◆ Task statement ◆
Substitute "onion dome" for "domed cupola" in the entries starting with the line with "occurrence of arched" and going on through the line with "top-left (776, 177), bottom-right (832, 262)", and write those lines out again with nothing else changed.

Image region labeling entries:
>> begin

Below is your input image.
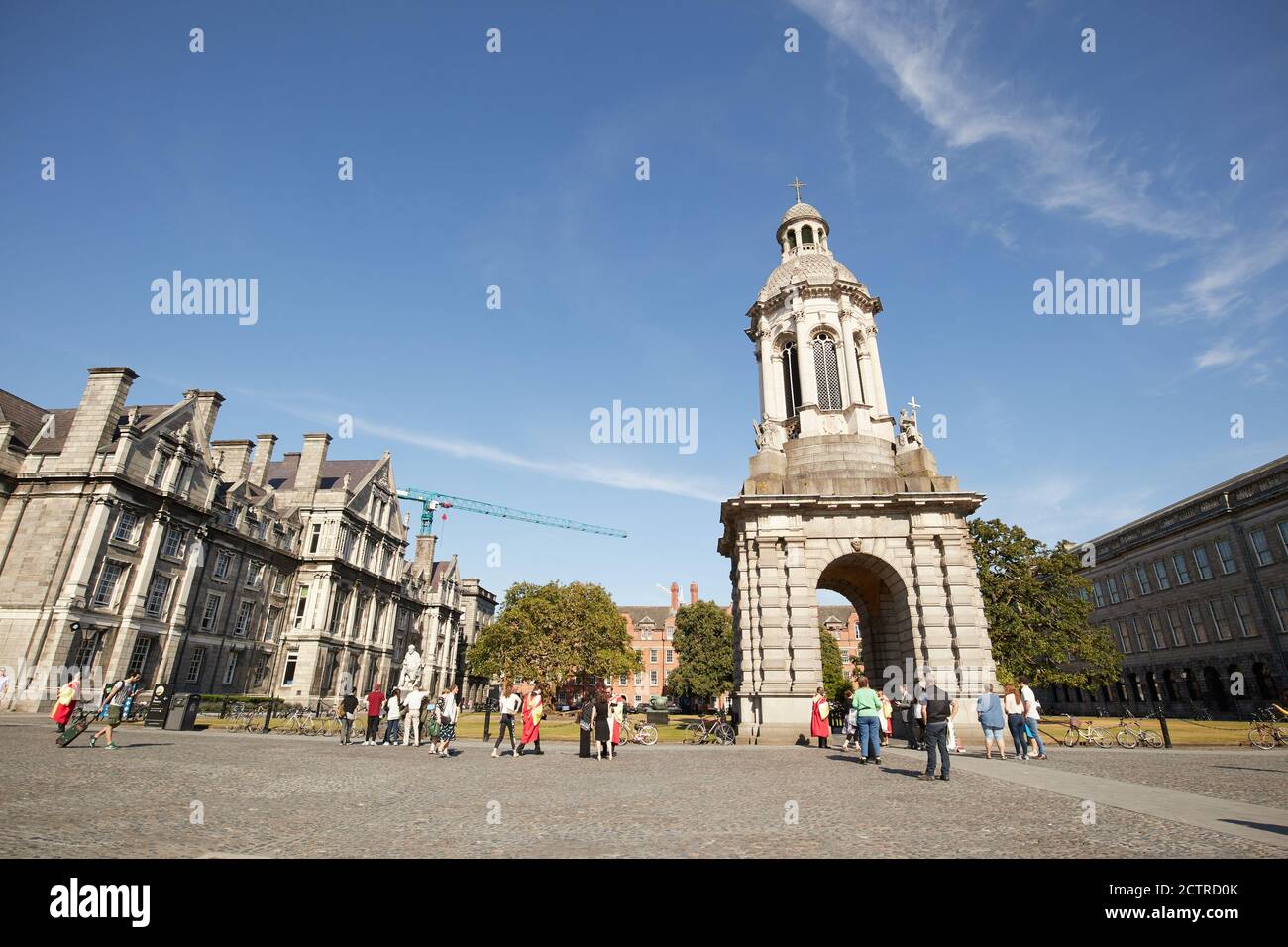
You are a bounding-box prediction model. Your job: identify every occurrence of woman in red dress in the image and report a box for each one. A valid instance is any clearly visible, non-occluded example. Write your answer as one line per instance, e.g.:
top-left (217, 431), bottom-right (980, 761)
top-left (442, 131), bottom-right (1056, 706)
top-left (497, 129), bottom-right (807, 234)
top-left (514, 686), bottom-right (545, 756)
top-left (49, 674), bottom-right (80, 733)
top-left (808, 688), bottom-right (832, 750)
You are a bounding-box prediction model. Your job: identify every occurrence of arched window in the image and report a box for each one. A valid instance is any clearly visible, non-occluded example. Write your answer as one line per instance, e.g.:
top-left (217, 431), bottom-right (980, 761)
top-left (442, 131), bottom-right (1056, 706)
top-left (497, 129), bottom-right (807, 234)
top-left (814, 335), bottom-right (841, 411)
top-left (782, 342), bottom-right (802, 417)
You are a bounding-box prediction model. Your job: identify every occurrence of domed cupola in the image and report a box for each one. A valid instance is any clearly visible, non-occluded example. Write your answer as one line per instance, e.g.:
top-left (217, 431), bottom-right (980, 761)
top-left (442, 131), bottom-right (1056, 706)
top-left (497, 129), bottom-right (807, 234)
top-left (776, 177), bottom-right (832, 262)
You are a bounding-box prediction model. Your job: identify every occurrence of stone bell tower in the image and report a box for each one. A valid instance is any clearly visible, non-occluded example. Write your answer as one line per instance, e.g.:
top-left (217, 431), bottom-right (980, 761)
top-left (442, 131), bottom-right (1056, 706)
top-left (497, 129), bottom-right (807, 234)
top-left (718, 180), bottom-right (993, 742)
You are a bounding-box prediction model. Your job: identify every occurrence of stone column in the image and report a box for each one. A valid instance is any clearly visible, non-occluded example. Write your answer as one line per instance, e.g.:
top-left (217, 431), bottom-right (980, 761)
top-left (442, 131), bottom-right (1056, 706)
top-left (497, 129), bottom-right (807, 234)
top-left (59, 496), bottom-right (116, 608)
top-left (795, 312), bottom-right (818, 410)
top-left (841, 312), bottom-right (867, 407)
top-left (867, 326), bottom-right (890, 417)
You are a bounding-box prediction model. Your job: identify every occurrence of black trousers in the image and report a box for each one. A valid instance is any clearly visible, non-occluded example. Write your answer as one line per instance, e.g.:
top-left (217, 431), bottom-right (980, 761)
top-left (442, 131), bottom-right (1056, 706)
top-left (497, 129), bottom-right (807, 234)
top-left (492, 714), bottom-right (514, 750)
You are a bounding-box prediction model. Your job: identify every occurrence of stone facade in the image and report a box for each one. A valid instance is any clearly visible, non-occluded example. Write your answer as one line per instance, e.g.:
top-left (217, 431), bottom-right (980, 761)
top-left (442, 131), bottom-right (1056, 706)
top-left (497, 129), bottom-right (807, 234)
top-left (1046, 456), bottom-right (1288, 717)
top-left (0, 368), bottom-right (479, 710)
top-left (718, 194), bottom-right (993, 742)
top-left (458, 579), bottom-right (501, 707)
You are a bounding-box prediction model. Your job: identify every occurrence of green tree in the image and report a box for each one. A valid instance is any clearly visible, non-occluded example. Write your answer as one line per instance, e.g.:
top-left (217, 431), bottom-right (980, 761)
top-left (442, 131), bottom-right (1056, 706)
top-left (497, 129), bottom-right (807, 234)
top-left (465, 582), bottom-right (643, 695)
top-left (970, 519), bottom-right (1122, 690)
top-left (666, 601), bottom-right (733, 706)
top-left (818, 625), bottom-right (853, 703)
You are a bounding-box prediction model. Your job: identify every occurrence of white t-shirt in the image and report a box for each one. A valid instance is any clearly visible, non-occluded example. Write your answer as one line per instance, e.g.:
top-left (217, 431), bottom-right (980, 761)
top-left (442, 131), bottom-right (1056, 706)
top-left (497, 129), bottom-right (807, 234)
top-left (1020, 685), bottom-right (1042, 720)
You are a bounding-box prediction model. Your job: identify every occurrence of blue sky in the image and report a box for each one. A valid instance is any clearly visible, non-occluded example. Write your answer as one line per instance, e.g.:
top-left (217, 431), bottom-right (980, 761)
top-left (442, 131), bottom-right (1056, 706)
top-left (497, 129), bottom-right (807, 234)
top-left (0, 0), bottom-right (1288, 604)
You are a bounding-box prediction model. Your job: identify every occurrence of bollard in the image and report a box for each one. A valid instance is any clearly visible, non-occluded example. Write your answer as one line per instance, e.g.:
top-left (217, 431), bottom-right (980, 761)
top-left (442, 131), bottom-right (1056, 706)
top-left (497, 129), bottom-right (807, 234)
top-left (1158, 704), bottom-right (1172, 750)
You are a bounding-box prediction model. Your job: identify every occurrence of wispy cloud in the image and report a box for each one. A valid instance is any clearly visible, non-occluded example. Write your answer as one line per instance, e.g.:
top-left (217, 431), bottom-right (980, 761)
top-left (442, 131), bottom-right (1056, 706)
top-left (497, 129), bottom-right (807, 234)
top-left (221, 389), bottom-right (725, 502)
top-left (793, 0), bottom-right (1221, 240)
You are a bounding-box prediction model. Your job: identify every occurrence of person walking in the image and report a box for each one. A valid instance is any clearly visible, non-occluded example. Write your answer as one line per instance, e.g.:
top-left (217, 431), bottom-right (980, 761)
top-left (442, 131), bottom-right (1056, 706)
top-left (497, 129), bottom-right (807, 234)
top-left (975, 684), bottom-right (1006, 760)
top-left (49, 672), bottom-right (80, 733)
top-left (917, 683), bottom-right (957, 783)
top-left (340, 690), bottom-right (358, 746)
top-left (608, 693), bottom-right (626, 760)
top-left (382, 686), bottom-right (402, 746)
top-left (1019, 678), bottom-right (1046, 760)
top-left (595, 690), bottom-right (613, 760)
top-left (362, 684), bottom-right (385, 746)
top-left (894, 684), bottom-right (921, 750)
top-left (577, 690), bottom-right (596, 760)
top-left (851, 674), bottom-right (881, 766)
top-left (515, 686), bottom-right (545, 756)
top-left (403, 684), bottom-right (426, 746)
top-left (89, 672), bottom-right (143, 750)
top-left (434, 684), bottom-right (460, 758)
top-left (1002, 684), bottom-right (1029, 763)
top-left (492, 681), bottom-right (523, 759)
top-left (841, 686), bottom-right (859, 753)
top-left (808, 686), bottom-right (832, 750)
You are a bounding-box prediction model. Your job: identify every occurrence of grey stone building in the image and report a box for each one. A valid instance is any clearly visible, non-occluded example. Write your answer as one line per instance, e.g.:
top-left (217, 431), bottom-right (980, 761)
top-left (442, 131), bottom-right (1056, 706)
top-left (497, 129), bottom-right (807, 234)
top-left (0, 368), bottom-right (474, 710)
top-left (458, 579), bottom-right (496, 706)
top-left (1044, 456), bottom-right (1288, 717)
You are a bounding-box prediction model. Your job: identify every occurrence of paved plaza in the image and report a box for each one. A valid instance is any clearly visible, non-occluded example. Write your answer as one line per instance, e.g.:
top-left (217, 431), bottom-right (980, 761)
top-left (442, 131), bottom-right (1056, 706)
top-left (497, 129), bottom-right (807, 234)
top-left (0, 714), bottom-right (1288, 858)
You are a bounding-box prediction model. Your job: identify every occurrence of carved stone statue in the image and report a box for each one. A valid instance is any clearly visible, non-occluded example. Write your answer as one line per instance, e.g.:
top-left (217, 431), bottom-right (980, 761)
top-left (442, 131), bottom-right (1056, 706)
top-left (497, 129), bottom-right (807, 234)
top-left (751, 414), bottom-right (787, 451)
top-left (899, 408), bottom-right (926, 447)
top-left (398, 644), bottom-right (425, 693)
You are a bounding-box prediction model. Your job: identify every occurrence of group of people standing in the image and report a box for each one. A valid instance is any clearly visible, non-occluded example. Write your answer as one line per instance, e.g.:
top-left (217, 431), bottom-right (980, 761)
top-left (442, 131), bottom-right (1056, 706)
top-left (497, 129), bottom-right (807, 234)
top-left (577, 689), bottom-right (626, 760)
top-left (336, 684), bottom-right (460, 756)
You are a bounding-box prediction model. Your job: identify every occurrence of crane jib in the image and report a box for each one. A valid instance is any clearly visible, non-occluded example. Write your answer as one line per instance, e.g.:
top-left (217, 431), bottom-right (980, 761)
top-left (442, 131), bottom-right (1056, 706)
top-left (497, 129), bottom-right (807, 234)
top-left (398, 487), bottom-right (626, 539)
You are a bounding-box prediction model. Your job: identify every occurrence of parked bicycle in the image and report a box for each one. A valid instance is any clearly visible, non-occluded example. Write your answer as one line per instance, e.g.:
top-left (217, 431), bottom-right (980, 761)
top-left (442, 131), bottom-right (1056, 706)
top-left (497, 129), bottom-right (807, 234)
top-left (684, 714), bottom-right (738, 746)
top-left (1115, 710), bottom-right (1163, 750)
top-left (1248, 703), bottom-right (1288, 750)
top-left (622, 719), bottom-right (657, 746)
top-left (1064, 714), bottom-right (1113, 747)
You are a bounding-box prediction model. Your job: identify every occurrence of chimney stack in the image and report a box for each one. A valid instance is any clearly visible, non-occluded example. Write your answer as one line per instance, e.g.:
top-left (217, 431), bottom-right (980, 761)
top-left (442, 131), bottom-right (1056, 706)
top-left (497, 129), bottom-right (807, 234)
top-left (295, 434), bottom-right (331, 492)
top-left (416, 533), bottom-right (438, 570)
top-left (210, 440), bottom-right (255, 483)
top-left (59, 366), bottom-right (138, 471)
top-left (183, 388), bottom-right (224, 445)
top-left (250, 434), bottom-right (277, 487)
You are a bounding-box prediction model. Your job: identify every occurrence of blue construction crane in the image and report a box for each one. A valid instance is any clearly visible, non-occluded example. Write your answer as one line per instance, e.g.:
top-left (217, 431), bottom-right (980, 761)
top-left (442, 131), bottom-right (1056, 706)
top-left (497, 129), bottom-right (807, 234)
top-left (398, 489), bottom-right (626, 539)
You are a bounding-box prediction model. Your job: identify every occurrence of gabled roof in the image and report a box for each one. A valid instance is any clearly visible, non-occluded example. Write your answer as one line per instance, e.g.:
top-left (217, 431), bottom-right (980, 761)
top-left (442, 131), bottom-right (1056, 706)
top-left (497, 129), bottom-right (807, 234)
top-left (265, 454), bottom-right (382, 492)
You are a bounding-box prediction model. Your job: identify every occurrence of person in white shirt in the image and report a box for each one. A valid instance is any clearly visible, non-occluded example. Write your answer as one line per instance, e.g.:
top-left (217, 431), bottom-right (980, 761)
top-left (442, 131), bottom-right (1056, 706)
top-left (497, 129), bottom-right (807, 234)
top-left (492, 682), bottom-right (523, 759)
top-left (1019, 678), bottom-right (1046, 760)
top-left (382, 686), bottom-right (402, 746)
top-left (434, 684), bottom-right (458, 756)
top-left (403, 684), bottom-right (429, 746)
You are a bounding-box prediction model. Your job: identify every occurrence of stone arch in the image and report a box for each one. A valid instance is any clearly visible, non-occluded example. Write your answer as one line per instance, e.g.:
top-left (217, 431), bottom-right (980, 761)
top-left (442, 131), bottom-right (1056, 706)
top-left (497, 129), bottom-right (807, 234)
top-left (816, 540), bottom-right (926, 685)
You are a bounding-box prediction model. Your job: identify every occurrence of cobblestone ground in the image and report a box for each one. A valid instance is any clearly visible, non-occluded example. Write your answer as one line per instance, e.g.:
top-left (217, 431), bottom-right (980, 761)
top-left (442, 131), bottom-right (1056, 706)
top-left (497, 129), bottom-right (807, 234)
top-left (1029, 746), bottom-right (1288, 809)
top-left (0, 717), bottom-right (1283, 858)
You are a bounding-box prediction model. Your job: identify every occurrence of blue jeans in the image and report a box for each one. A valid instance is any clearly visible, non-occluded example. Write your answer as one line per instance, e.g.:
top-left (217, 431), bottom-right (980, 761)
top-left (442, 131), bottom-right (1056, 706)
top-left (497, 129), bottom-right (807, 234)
top-left (859, 716), bottom-right (881, 759)
top-left (1024, 716), bottom-right (1046, 756)
top-left (926, 720), bottom-right (949, 776)
top-left (1006, 714), bottom-right (1029, 756)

>> end

◆ Solution to the exercise ◆
You are a bounding-box prediction model. Your job: identify every occurrence of arched window in the image and report a box for each one. A valid instance is any clearly visible, non-occluded example. Write your answer as one line per instance, e.g.:
top-left (217, 431), bottom-right (980, 761)
top-left (442, 131), bottom-right (1056, 706)
top-left (497, 129), bottom-right (807, 234)
top-left (814, 335), bottom-right (841, 411)
top-left (782, 342), bottom-right (802, 417)
You are a bounding-box prediction model. Your job: identify every occurrence of onion dome in the image and report a box for each one. A valid instance is any clearly visible, non-occluded example. Write your answer as one line per instance, e.g.:
top-left (217, 431), bottom-right (980, 761)
top-left (442, 131), bottom-right (1056, 706)
top-left (497, 129), bottom-right (807, 234)
top-left (776, 177), bottom-right (832, 262)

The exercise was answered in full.